### PROBLEM:
Please return the listing below line for line, with every character unchanged.

### DATA SHOWN:
══════

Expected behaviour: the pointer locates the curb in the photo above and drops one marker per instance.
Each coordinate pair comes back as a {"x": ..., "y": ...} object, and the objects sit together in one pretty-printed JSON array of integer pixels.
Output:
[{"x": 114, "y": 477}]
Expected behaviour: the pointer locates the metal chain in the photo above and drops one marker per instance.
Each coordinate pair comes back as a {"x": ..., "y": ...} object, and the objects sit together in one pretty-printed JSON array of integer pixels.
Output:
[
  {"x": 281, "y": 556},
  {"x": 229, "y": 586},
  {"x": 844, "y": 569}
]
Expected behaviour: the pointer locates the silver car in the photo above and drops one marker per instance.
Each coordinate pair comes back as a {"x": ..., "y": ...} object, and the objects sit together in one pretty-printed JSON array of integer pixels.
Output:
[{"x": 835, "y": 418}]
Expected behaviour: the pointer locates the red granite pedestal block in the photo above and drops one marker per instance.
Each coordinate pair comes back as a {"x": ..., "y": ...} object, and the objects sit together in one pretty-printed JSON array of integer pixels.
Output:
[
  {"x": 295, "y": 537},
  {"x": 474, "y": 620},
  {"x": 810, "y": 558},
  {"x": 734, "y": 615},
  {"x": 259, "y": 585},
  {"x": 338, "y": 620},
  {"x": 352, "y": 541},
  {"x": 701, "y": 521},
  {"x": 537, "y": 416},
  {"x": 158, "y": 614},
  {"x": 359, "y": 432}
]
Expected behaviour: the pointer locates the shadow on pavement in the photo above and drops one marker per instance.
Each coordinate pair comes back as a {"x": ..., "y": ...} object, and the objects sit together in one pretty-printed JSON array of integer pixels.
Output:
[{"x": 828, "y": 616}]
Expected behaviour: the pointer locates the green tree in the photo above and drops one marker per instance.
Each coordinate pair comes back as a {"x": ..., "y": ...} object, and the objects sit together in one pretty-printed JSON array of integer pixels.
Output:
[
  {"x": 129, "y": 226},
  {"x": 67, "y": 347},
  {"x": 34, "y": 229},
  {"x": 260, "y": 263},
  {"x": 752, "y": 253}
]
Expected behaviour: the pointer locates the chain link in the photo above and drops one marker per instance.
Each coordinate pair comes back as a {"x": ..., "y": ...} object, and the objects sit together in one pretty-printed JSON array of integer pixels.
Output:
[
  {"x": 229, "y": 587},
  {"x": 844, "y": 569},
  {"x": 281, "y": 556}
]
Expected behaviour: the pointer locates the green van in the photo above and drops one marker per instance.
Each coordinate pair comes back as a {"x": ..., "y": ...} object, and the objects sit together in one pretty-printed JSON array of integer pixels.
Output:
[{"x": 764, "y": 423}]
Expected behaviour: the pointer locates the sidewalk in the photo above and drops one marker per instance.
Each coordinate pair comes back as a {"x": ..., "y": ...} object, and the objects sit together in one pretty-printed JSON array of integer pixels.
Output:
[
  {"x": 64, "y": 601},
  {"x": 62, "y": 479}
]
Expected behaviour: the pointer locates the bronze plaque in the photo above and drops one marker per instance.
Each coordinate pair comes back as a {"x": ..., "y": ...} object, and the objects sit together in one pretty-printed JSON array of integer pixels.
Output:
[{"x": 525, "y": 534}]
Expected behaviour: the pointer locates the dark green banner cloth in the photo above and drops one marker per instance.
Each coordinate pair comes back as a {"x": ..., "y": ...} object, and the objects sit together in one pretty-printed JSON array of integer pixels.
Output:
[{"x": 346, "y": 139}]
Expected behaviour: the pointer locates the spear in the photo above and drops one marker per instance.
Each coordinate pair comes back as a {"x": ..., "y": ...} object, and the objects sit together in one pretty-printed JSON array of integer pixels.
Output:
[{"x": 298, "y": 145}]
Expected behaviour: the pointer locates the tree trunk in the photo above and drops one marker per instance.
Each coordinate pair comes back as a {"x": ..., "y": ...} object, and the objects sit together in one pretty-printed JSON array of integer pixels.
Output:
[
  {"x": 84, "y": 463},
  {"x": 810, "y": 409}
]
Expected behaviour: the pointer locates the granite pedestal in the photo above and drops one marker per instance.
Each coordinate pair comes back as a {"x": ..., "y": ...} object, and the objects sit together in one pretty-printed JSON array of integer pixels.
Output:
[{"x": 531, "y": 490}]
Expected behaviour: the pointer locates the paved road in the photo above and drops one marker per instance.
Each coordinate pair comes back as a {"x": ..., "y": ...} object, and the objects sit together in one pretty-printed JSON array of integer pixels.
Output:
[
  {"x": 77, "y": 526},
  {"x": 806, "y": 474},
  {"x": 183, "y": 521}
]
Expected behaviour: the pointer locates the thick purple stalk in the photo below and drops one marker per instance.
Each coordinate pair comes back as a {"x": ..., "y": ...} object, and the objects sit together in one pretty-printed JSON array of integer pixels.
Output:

══════

### SOLUTION TO THIS EXERCISE:
Expected behaviour: the pointer locates the curb in the photo above and drops one marker per instance.
Each coordinate pair comes back as a {"x": ..., "y": ...} object, and the objects sit together in one pretty-printed JSON array of integer pixels.
Output:
[{"x": 114, "y": 477}]
Expected behaviour: the pointer locates the metal chain in the photo above and drops one marker per instance.
Each coordinate pair comes back as a {"x": ..., "y": ...} object, and the objects sit together in one pretty-printed JSON array of integer pixels.
Output:
[
  {"x": 281, "y": 556},
  {"x": 229, "y": 586},
  {"x": 844, "y": 569}
]
Expected behaviour: the pointer locates the silver car in the photo above and drops one marker per instance.
Each coordinate pair comes back as a {"x": ..., "y": ...} object, and the objects sit together in one pretty-printed JSON array of integer pixels.
Output:
[{"x": 835, "y": 418}]
Expected behaviour: the pointer locates the red granite pedestal block in the photo above and drops one marker per instance.
Each coordinate pair comes back as a {"x": ..., "y": ...} object, and the objects sit together in one pretty-printed JSON array of integer pixels.
Output:
[
  {"x": 295, "y": 537},
  {"x": 474, "y": 620},
  {"x": 810, "y": 558},
  {"x": 734, "y": 615},
  {"x": 259, "y": 585},
  {"x": 338, "y": 620},
  {"x": 352, "y": 541},
  {"x": 701, "y": 521},
  {"x": 537, "y": 416},
  {"x": 158, "y": 614},
  {"x": 359, "y": 432}
]
Expected behaviour: the pointer locates the shadow on pavement in the photo above and drops one marker per instance.
Each coordinate pair comes back as a {"x": ..., "y": ...} object, and the objects sit together in one pretty-printed JSON array of integer pixels.
Output:
[{"x": 828, "y": 616}]
Expected behaviour: the pointer locates the green tree in the photo above and drops one marker per instance.
Each coordinate pair comes back as a {"x": ..., "y": ...} object, and the objects sit together in one pretty-printed JSON array of integer pixels.
Output:
[
  {"x": 129, "y": 226},
  {"x": 67, "y": 347},
  {"x": 34, "y": 229},
  {"x": 260, "y": 263},
  {"x": 752, "y": 253}
]
Expected behaviour: the pointer locates the chain link in the photo above and drops one marker per instance.
Each coordinate pair comes back as a {"x": ..., "y": ...} object, and the objects sit together in one pretty-printed JSON array of integer pixels.
Output:
[
  {"x": 229, "y": 587},
  {"x": 844, "y": 569},
  {"x": 281, "y": 556}
]
Expected behaviour: the pointer locates the green van in the photo above and drops one marker per instance.
Each coordinate pair comes back as a {"x": ..., "y": ...} object, and the objects sit together in one pretty-printed JSON array of integer pixels.
Output:
[{"x": 764, "y": 423}]
Expected behaviour: the pointer locates the sidewalk in the photo above and drops one marker per instance.
Each coordinate pair comes back as a {"x": ..., "y": ...} object, and the objects sit together in one pretty-printed JSON array of integer pixels.
Output:
[
  {"x": 64, "y": 601},
  {"x": 62, "y": 479}
]
Expected behaviour: the pointer locates the bronze plaque in the photo above and drops one marker per instance.
Each coordinate pair comes back as a {"x": ..., "y": ...} object, and the objects sit together in one pretty-printed JSON array of integer pixels.
Output:
[{"x": 525, "y": 534}]
Expected behaviour: the pointer locates the dark green banner cloth in the photo above and drops one marker per instance.
Each coordinate pair comes back as a {"x": ..., "y": ...} object, and the objects sit together in one pretty-printed JSON array of integer pixels.
Output:
[{"x": 346, "y": 139}]
Expected behaviour: the pointer locates the spear in the photo above and drops one marker per instance.
Each coordinate pair comes back as a {"x": ..., "y": ...} object, and the objects sit together in one pretty-printed JSON array of integer pixels.
Output:
[{"x": 298, "y": 145}]
Expected behaviour: the pointer locates the tree trunk in the photo above and drops one marker per instance.
Each coordinate pair comes back as a {"x": ..., "y": ...} object, and the objects sit together in one pretty-printed JSON array of integer pixels.
Output:
[
  {"x": 84, "y": 463},
  {"x": 810, "y": 409}
]
Expected behaviour: the pointer locates the granite pedestal in the photo above and drops one marker per instance.
Each coordinate pair comes back as a {"x": ..., "y": ...} object, and the objects sit together in one pretty-printed JSON array of integer pixels.
Output:
[{"x": 531, "y": 490}]
Expected behaviour: the pointer locates the paved road in the photo above and drops one marker per instance.
Each coordinate pair comes back as a {"x": ..., "y": ...} object, and the objects sit together in one pretty-printed JSON array of integer pixels.
Output:
[
  {"x": 77, "y": 526},
  {"x": 806, "y": 474},
  {"x": 183, "y": 521}
]
Expected behaviour: the pointer locates the thick purple stalk in the photo below and drops one marker per instance.
Each coordinate pair comes back as a {"x": ..., "y": ...} object, and the objects sit together in one pretty-printed JSON array of integer pixels.
Output:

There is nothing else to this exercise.